_PROVIDED MATERIAL_

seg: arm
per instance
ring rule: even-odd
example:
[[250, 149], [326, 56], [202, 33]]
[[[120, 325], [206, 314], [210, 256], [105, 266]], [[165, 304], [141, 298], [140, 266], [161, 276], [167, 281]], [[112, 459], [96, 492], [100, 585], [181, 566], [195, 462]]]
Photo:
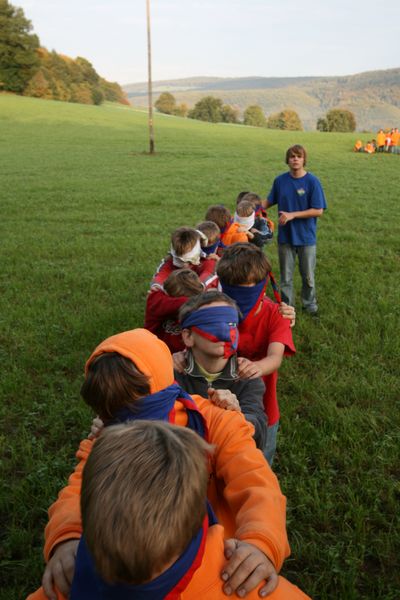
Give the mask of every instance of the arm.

_WORK REQUIRED_
Return every line shown above without changing a word, and skip the pictures.

_TASK RESPONSE_
seg: arm
per instance
ring rule: even-odd
example:
[[250, 149], [326, 56], [202, 33]]
[[[120, 325], [206, 314], [210, 256], [105, 266]], [[165, 304], [141, 298], [140, 266], [161, 276], [167, 281]], [[112, 459], [96, 492], [100, 585], [181, 566], [195, 462]]]
Photo:
Give the mask of every instance of the arm.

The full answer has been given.